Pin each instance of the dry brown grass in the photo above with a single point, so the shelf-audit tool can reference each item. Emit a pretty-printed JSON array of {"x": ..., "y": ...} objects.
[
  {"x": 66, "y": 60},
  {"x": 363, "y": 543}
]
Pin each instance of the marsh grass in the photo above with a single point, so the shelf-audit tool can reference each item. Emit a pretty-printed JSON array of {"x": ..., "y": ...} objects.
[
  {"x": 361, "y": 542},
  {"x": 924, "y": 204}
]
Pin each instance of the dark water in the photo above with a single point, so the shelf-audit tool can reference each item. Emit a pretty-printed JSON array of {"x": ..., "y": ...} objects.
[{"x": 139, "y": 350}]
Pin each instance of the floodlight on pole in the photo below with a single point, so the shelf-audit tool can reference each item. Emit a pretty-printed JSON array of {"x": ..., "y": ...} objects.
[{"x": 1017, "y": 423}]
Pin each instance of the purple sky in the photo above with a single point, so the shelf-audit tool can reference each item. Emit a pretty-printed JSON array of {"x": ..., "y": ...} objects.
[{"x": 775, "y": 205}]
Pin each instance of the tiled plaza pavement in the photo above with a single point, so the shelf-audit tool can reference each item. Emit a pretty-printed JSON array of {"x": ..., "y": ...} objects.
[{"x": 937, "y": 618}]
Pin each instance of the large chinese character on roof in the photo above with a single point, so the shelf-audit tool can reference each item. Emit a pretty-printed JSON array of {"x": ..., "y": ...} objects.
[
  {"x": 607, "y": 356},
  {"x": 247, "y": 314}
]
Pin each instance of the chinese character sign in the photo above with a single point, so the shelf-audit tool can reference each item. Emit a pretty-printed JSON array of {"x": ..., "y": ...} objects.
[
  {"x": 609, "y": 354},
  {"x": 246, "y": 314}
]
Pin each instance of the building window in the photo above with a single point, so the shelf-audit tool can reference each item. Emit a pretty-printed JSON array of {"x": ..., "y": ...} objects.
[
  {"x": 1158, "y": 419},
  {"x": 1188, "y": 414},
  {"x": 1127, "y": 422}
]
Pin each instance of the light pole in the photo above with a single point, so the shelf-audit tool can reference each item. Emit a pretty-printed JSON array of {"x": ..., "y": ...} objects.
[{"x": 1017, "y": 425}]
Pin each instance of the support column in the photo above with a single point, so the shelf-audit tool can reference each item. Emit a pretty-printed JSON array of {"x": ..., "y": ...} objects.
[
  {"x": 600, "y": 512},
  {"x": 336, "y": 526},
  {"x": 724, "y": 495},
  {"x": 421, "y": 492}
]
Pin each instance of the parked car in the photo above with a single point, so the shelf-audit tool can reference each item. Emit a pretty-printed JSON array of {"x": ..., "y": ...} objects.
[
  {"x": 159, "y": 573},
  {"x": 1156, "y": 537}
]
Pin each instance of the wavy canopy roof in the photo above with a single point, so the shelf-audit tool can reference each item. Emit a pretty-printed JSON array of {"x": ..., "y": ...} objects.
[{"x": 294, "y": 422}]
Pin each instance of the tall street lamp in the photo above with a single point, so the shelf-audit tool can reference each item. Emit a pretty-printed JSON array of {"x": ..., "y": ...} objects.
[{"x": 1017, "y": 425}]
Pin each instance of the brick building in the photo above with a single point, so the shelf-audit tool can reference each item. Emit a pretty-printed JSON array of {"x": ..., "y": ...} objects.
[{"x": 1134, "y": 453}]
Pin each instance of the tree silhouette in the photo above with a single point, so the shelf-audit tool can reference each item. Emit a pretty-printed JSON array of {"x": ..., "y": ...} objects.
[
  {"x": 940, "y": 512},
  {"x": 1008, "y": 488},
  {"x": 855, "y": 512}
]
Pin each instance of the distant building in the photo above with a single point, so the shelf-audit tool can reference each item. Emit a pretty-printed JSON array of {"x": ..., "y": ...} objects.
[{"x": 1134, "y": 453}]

● PROBLEM REQUIREMENTS
Everything from the line containing "Pin each instance of the tall" to the end of the records must be written out exactly; include both of those lines and no others.

● TASK RESPONSE
Pin each instance of the tall street lamp in the photo above with a single point, so the shelf-audit tool can reference each item. Emit a pretty-printed JSON array of {"x": ..., "y": ...} objects.
[{"x": 1017, "y": 425}]
Pin each instance of the brick building in the photo above with a single point, so the shelf-audit tool can reference each item. Emit a pretty-printed JSON array of {"x": ..., "y": ...} objects.
[{"x": 1134, "y": 453}]
Pin each instance of the tree silhouette in the photo above with a single point, so the shelf-audit tool can reference each item. Emit a pretty-printed JSON array of {"x": ..., "y": ...} objects.
[
  {"x": 940, "y": 512},
  {"x": 1008, "y": 488},
  {"x": 855, "y": 512}
]
Pin each instance of the distant building in the photo above with a single point, so the shelf-audit tool can reference each item. Emit a pretty-printed JSON array of {"x": ..., "y": ...} objects.
[{"x": 1134, "y": 453}]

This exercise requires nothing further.